- **TEXT EXCERPT**:
>>>>>

Coronavirus Business Interruption Insurance Legislation Update
Coronavirus Business Interruption Insurance Legislation Update
Business interruption insurance can be a valuable tool for companies who experience significant reductions in their business due to unforeseen circumstances. While this type of insurance generally does not garner much attention, the COVID-19 pandemic has trust business interruption insurance into the limelight. In most cases, this type of insurance is designed to help business owners in the event of a natural disaster. Under some business interruption insurance policies, business owners can also recover compensation in the event operations are ceased due to governmental orders. In light of this pandemic, in which both state and local authorities have issued quarantine and stay at home orders, we need to revisit what we know about how this insurance will work.
What is happening with business interruption insurance?
Soon after stay at home and quarantine orders began due to the COVID-19 pandemic, many insurers took the position that claims related to the virus were not covered. This was either because there was no physical damage to a business property or because the policy specifically excluded coverage for viral contamination.
In response to the insurance companies making these declarations, members of Congress began to ask insurers to cover COVID-19 losses under business interruption policies. Some state legislators around the country have also proposed legislation that would require insurers to cover COVID-19-related losses.
However, insurance companies have pushed back, claiming that forcing them to cover these claims could lead to their insolvency. As of this writing, no laws have passed forcing insurers to cover COVID-19 claims.
What should business owners do?
Business owners should not wait to see how legislation plays out before making a claim under their business interruption policies. We recommend that all businesses submit any claims to their insurer as soon as possible so that an insurance carrier cannot deny a claim because it was not reported “promptly.”

<<<<<

- **GIVEN ENTRIES**:
>>>>>

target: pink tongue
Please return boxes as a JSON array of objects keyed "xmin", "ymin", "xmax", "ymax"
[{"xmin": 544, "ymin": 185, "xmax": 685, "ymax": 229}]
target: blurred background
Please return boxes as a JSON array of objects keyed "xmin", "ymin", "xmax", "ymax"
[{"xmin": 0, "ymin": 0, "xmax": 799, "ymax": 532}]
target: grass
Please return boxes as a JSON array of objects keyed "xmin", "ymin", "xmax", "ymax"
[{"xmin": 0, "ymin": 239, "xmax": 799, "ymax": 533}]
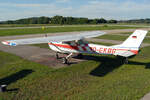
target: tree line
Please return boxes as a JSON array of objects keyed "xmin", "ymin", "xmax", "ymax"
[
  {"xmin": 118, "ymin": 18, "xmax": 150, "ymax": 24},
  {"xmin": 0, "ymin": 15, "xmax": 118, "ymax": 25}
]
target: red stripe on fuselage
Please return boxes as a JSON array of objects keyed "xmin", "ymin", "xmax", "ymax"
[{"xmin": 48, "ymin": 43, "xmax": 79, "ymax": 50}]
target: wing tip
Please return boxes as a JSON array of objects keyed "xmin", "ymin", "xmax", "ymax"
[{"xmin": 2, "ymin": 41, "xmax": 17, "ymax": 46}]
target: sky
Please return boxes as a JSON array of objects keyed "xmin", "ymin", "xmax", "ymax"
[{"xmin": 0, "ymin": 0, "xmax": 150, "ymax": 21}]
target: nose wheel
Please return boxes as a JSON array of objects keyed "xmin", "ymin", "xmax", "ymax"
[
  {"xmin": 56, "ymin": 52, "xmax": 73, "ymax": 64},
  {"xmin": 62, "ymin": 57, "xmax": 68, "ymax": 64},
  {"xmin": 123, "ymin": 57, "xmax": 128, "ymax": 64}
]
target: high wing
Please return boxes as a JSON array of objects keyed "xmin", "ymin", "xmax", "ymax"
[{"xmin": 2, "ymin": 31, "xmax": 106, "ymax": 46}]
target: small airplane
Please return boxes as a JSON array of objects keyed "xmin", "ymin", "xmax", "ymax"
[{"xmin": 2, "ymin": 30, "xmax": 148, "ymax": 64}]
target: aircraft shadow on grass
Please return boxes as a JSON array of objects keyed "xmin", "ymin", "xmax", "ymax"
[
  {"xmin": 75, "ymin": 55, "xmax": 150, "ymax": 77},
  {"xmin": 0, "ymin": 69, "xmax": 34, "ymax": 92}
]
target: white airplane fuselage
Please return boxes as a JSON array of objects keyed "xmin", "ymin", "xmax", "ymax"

<<<<<

- **EXERCISE INSTRUCTIONS**:
- A) Rewrite the passage on business interruption insurance from "What is happening" up to and including "cover COVID-19-related losses.", putting "lawmakers" in place of "legislators".
- B) Extend the text on COVID-19 business interruption insurance by writing what comes after its final sentence.

- **RESPONSES BY ITEM NUMBER**:
- A)
What is happening with business interruption insurance?
Soon after stay at home and quarantine orders began due to the COVID-19 pandemic, many insurers took the position that claims related to the virus were not covered. This was either because there was no physical damage to a business property or because the policy specifically excluded coverage for viral contamination.
In response to the insurance companies making these declarations, members of Congress began to ask insurers to cover COVID-19 losses under business interruption policies. Some state lawmakers around the country have also proposed legislation that would require insurers to cover COVID-19-related losses.

- B)
Business owners should also thoroughly review their insurance policies to see if they already have coverage for losses stemming from COVID-19. Some policies sold to businesses, particularly those in the restaurant in hospitality industries, may already address losses covered by viruses. Other policies may also have “event cancellation” coverage available to them.
Many business owners across the state of California have filed lawsuits against insurance carriers, declaring that they are entitled coverage for losses resulting from the coronavirus pandemic. In most cases, the lawsuits allege that a civil authority (state or local), ordered their business to cease normal operations in an effort to prevent the spread of COVID-19. Some business owners have also claimed that potential COVID-19 contamination constitutes physical damage or loss per their policy coverage.
Businesses who have been affected by COVID-19 should certainly proceed forward with any insurance claims they believe cover losses they sustain during this pandemic. Barring any specific laws passed by state or federal authorities, whether or not a business receives coverage through their business interruption policy will likely revolve around the exact wording of the policy itself. Businesses In California are encouraged to seek assistance from an attorney with extensive knowledge of this type of policy coverage so the attorney can completely review the policy. In many cases, if the policy is worded ambiguously, the presumption is that the policyholder should be covered.
California Insurance Commissioner Ricardo Lara recently issued a notice requiring insurance companies and other California Department of Insurance licensees to fairly investigate all business interruption claims caused by COVID-19. As these claims proceed, our Orange County personal injury lawyers will have a better understanding of who is being covered and how state regulators will address this issue.